#### The exercise
Rewrite each of the rows below, swapping "pixel values" for "pixel coordinates" wherever it occurs and leaving everything else as it is.
**** Material to process
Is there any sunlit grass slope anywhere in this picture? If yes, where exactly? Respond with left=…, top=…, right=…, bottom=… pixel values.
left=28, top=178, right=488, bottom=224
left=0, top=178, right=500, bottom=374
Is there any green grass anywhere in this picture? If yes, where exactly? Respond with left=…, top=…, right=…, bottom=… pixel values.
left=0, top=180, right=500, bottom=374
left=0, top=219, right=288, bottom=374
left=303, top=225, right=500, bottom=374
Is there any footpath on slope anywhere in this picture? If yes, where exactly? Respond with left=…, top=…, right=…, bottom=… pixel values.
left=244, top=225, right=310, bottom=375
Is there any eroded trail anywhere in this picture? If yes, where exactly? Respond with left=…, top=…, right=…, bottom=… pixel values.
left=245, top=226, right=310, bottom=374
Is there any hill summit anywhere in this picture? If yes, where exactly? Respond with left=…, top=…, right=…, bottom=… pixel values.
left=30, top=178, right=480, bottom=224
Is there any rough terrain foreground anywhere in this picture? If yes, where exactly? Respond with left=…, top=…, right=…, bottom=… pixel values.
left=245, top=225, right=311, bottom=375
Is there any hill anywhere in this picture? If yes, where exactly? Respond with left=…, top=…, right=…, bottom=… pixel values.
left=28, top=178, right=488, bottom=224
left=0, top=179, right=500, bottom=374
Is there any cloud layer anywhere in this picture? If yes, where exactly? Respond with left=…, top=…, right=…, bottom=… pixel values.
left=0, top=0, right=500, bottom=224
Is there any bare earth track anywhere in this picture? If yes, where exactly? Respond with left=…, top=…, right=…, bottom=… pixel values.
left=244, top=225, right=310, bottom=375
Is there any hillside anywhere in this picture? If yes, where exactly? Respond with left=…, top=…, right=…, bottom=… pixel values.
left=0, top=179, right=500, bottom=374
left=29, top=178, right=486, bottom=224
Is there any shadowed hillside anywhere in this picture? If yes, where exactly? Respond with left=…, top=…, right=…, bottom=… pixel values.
********
#### Result
Is there any sunlit grass slope anywhere in this picture? If yes, where exactly? Respond with left=…, top=…, right=…, bottom=… pixel coordinates.
left=28, top=178, right=488, bottom=224
left=0, top=178, right=500, bottom=374
Is there any green grass anywhere in this picture? If yes, where exactly? Respond with left=…, top=…, right=…, bottom=… pixel coordinates.
left=0, top=180, right=500, bottom=374
left=0, top=219, right=288, bottom=374
left=303, top=225, right=500, bottom=374
Is there any footpath on slope anywhere in this picture? If yes, where exactly? Respond with left=…, top=…, right=…, bottom=… pixel coordinates.
left=244, top=225, right=310, bottom=375
Is there any eroded trail anywhere in this picture? If yes, where exactly? Respond with left=…, top=…, right=…, bottom=… pixel coordinates.
left=245, top=226, right=310, bottom=374
Is there any hill summit anywhere in this picture? If yes, where exactly? Respond with left=…, top=…, right=…, bottom=… pixel coordinates.
left=30, top=178, right=480, bottom=224
Is there any rough terrain foreground anywhere in this picture? If yes, where exactly? Respond with left=…, top=…, right=…, bottom=… pixel coordinates.
left=245, top=225, right=311, bottom=375
Is there any hill anywhere in this picture? If yes, where exactly? Respond with left=…, top=…, right=…, bottom=… pixel coordinates.
left=28, top=178, right=488, bottom=224
left=0, top=179, right=500, bottom=374
Is there any cloud layer anywhere in this picture? If yes, where exactly? Respond with left=…, top=…, right=…, bottom=… pixel coordinates.
left=0, top=0, right=500, bottom=224
Is there any bare earth track anywhere in this picture? If yes, where exactly? Respond with left=…, top=…, right=…, bottom=… pixel coordinates.
left=244, top=225, right=310, bottom=375
Is there any hillside anywhere in this picture? If yes, where exactly? Respond with left=…, top=…, right=…, bottom=… pixel coordinates.
left=0, top=179, right=500, bottom=374
left=29, top=178, right=486, bottom=224
Is there any shadowed hillside anywhere in this picture? If yes, where exactly? Respond with left=…, top=…, right=…, bottom=… pixel coordinates.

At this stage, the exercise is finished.